_TASK STATEMENT_. Keep the images out while you set down the data exactly.

_EXTRACTED MATERIAL_.
* * * *

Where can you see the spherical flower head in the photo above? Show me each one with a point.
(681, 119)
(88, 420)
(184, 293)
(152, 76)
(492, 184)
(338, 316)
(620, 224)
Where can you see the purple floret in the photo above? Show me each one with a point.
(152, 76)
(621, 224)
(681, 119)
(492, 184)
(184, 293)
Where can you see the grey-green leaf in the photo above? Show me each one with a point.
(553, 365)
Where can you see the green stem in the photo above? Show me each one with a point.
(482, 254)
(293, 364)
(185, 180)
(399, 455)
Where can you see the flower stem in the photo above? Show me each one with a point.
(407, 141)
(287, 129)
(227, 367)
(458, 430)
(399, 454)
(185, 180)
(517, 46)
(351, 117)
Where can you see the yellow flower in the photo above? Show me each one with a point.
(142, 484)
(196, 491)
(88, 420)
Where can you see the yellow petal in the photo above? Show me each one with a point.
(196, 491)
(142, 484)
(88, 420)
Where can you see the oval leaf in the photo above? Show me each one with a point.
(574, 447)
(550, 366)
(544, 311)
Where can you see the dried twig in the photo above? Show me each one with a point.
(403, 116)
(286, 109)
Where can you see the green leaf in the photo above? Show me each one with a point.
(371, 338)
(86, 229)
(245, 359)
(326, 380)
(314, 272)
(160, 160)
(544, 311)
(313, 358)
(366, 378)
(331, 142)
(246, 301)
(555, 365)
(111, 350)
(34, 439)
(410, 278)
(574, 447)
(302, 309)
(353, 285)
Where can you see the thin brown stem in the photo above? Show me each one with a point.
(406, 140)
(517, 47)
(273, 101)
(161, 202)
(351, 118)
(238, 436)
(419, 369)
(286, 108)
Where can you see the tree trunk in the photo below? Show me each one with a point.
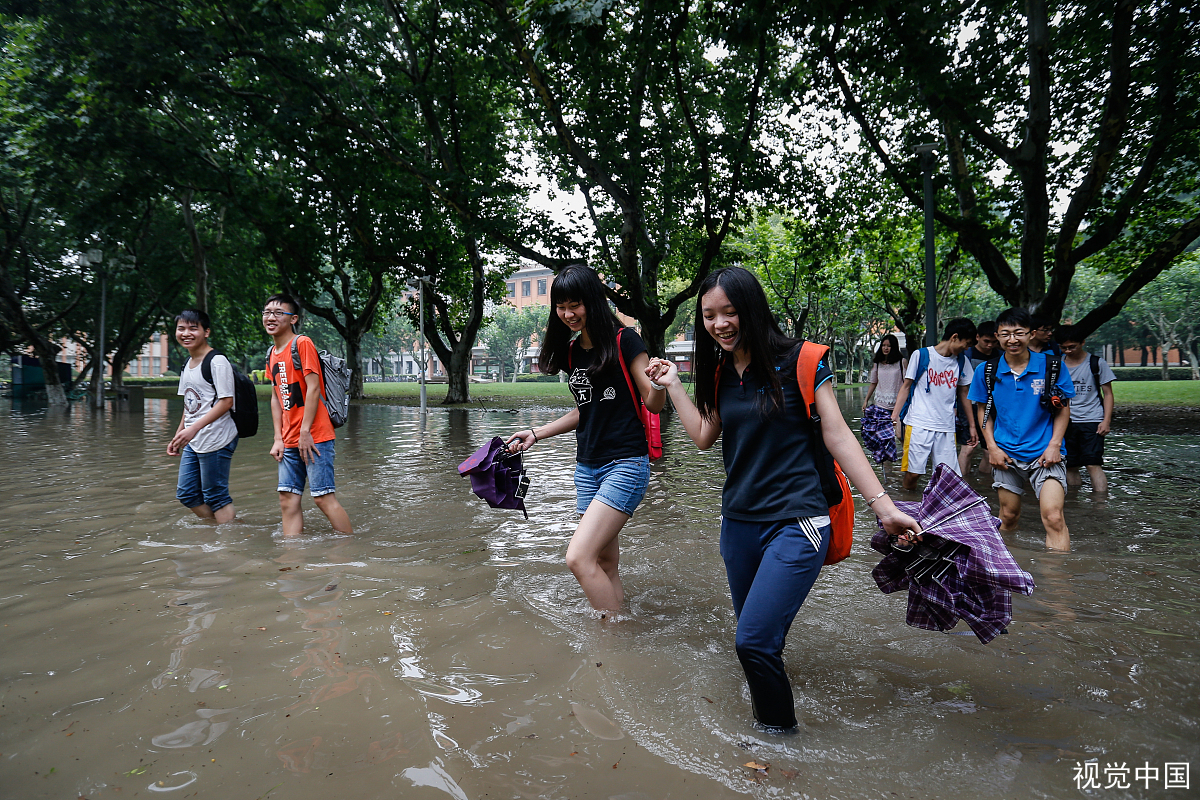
(354, 361)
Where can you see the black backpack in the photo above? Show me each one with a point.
(245, 398)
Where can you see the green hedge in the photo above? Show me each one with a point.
(1151, 373)
(537, 378)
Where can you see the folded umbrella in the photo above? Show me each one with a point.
(960, 569)
(497, 476)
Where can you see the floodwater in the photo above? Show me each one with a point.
(444, 651)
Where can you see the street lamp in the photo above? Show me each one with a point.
(928, 160)
(419, 283)
(96, 258)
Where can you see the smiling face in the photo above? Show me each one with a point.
(1013, 338)
(191, 335)
(279, 318)
(573, 313)
(720, 318)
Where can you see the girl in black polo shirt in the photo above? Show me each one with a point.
(613, 465)
(774, 517)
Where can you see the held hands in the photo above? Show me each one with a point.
(897, 522)
(997, 457)
(1053, 455)
(180, 440)
(663, 372)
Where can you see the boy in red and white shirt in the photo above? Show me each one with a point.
(304, 435)
(930, 417)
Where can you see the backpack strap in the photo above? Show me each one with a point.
(299, 368)
(923, 368)
(629, 382)
(989, 380)
(207, 372)
(808, 361)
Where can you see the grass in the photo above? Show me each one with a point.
(1177, 394)
(1168, 394)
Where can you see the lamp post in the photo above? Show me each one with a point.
(419, 284)
(96, 258)
(928, 160)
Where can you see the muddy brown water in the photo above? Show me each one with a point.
(444, 651)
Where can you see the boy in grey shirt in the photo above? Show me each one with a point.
(207, 435)
(1091, 409)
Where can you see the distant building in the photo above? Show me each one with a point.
(529, 287)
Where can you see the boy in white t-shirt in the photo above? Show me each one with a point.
(1091, 409)
(207, 435)
(943, 379)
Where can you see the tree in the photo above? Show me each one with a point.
(510, 331)
(1170, 307)
(664, 118)
(1085, 103)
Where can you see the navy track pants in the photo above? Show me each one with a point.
(771, 567)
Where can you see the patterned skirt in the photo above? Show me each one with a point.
(879, 433)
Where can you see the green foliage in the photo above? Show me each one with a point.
(510, 331)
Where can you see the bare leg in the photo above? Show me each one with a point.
(203, 511)
(593, 555)
(1009, 510)
(965, 452)
(334, 512)
(293, 518)
(1057, 535)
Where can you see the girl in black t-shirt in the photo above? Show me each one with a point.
(774, 517)
(612, 469)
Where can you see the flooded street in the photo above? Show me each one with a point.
(445, 651)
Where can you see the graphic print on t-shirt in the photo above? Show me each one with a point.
(945, 378)
(289, 394)
(581, 386)
(192, 401)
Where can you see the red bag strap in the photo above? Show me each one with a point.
(807, 365)
(629, 380)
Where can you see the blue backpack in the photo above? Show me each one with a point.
(922, 370)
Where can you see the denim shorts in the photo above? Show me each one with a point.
(1029, 471)
(619, 483)
(319, 474)
(204, 477)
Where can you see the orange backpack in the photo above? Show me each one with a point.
(833, 481)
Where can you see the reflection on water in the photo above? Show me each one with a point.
(445, 650)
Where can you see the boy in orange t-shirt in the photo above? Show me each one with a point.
(304, 435)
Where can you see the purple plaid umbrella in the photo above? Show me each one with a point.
(497, 476)
(960, 569)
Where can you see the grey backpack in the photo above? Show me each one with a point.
(335, 380)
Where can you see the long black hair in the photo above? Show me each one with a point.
(581, 284)
(893, 355)
(759, 335)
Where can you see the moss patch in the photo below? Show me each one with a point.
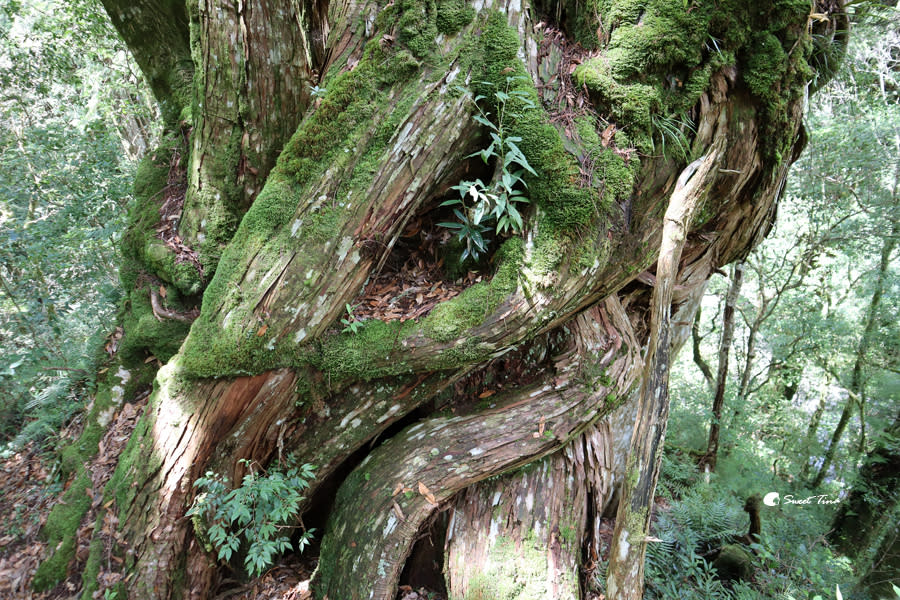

* * * *

_SOLVED EXERCISE_.
Where can you see the spherical flower head in the photo above? Show me each one with a point.
(681, 119)
(88, 420)
(184, 293)
(152, 76)
(492, 184)
(338, 316)
(620, 224)
Where can you see the purple floret in the photo above? Show me each one with a point.
(152, 76)
(621, 224)
(681, 119)
(492, 184)
(184, 293)
Where can you see the grey-green leaf in the photo above? Show me each one with a point.
(553, 365)
Where can you see the green stem in the photo above? Show me each one with a point.
(482, 254)
(293, 364)
(185, 180)
(399, 455)
Where can you see the flower stem in the photo above? Show me each one with a point.
(407, 141)
(287, 129)
(227, 367)
(458, 430)
(399, 454)
(185, 180)
(517, 46)
(351, 117)
Where can you see the yellow flower in the photo above? Show me each one with a point.
(142, 484)
(196, 491)
(88, 420)
Where can you see the yellow petal in the photo above? Show me each one with a point.
(196, 491)
(142, 484)
(88, 420)
Where can you see the oval leaf in the photo above? Show me each one with a point.
(574, 447)
(550, 366)
(544, 311)
Where can you see the dried twig in the photo above? Show me each one with a point.
(403, 116)
(286, 109)
Where can you see the green leaf in the photo above? Show me each one with a point.
(371, 338)
(86, 229)
(245, 359)
(326, 380)
(314, 272)
(160, 160)
(544, 311)
(313, 358)
(366, 378)
(331, 142)
(246, 301)
(555, 365)
(111, 350)
(34, 439)
(410, 278)
(574, 447)
(302, 309)
(353, 285)
Where can you see the thin brown stem in the photo above? Show me each one with a point.
(406, 140)
(517, 47)
(273, 101)
(161, 202)
(351, 118)
(238, 436)
(419, 369)
(286, 108)
Where can you see the tree trunk in the photo below? Show me each one with a point.
(354, 361)
Where can you see the black backpack in the photo above? Show me each one with a point.
(245, 398)
Where can you see the green hedge in the photo above? Show me each one with a point.
(1151, 373)
(537, 378)
Where can you see the folded umbrella in the photo above? Show me each one with a point.
(960, 569)
(497, 476)
Where can you see the floodwater in the photo above? Show me each one with a point.
(444, 651)
Where can you see the street lamp in the photo above? Show me each one with a point.
(928, 160)
(419, 283)
(96, 258)
Where can you see the smiling face in the photo above? Show me each one with a point.
(1013, 338)
(191, 335)
(279, 318)
(573, 313)
(720, 318)
Where can you see the girl in black polo shirt in the photo above? Show me each one with a point.
(613, 465)
(774, 517)
Where can you see the held hands in the photo above? Show me each one with a point.
(897, 522)
(997, 457)
(1053, 455)
(180, 440)
(663, 372)
Where can you see the boy in red and white shirt in the photo above? Show me each one with a point.
(304, 435)
(930, 417)
Where can you see the backpack strap in the photo above? Show me each one with a point.
(299, 368)
(923, 368)
(629, 382)
(989, 380)
(207, 372)
(808, 361)
Where can you see the grass in the photo above? Show me each one with a point.
(1177, 394)
(1168, 394)
Where can you see the lamp post in the photo above? Show me each one with a point.
(419, 284)
(96, 258)
(928, 160)
Where can you see the muddy brown water in the photo above? Show me each one with a point.
(444, 651)
Where can you see the boy in grey shirt in the photo above? Show me each one with a point.
(207, 435)
(1091, 409)
Where can you see the distant building in the photo above? Show me each one with a point.
(529, 287)
Where can you see the boy in white t-shirt in the photo above? Show me each one with a point.
(1091, 409)
(207, 435)
(943, 379)
Where can you see the tree in the photo above? Show me each one with a point.
(510, 331)
(1170, 307)
(664, 118)
(1085, 103)
Where can you see the navy track pants in the photo above? Show me each one with a point.
(771, 567)
Where can you see the patterned skirt in the photo above? Show me each one with a point.
(879, 433)
Where can you see the green foliage in the photo above? Show me each one with a point.
(510, 331)
Where can you see the bare leg in the photo above? Show me each one with a point.
(203, 511)
(593, 555)
(1009, 510)
(965, 452)
(334, 512)
(293, 518)
(1057, 535)
Where can you see the girl in black t-shirt in the photo above? Show me each one with a point.
(774, 517)
(612, 469)
Where can you see the flooded street in the photo above? Show me each one with a point.
(445, 651)
Where can you see the graphic print on t-shirt in the photo above? Show me each one with a point.
(945, 378)
(289, 394)
(581, 386)
(192, 401)
Where can you see the red bag strap in the photo above? Show me each one with a point.
(807, 365)
(629, 380)
Where can you see the blue backpack in the photo above? Show me each one with a point.
(922, 370)
Where can you see the denim shorts in the photo above? Show me each one with a point.
(1029, 471)
(619, 483)
(319, 474)
(204, 477)
Where can you see the orange backpack in the photo above? Show me each one with a point.
(833, 481)
Where can you see the reflection on water in the photo above? Show me each one with a point.
(445, 650)
Where can you see the boy in orange t-shirt in the photo above? Show me each one with a point.
(304, 435)
Where can you see the purple plaid umbrella in the photo above? Show me each one with a point.
(497, 476)
(960, 569)
Where can you see the grey backpack in the photo above? Show me each one with a point.
(335, 380)
Where can you see the long black hair in the photo above? Show me each one with a point.
(581, 284)
(893, 355)
(759, 335)
Where can you see the moss patch in the photo below? Show me each one with a point.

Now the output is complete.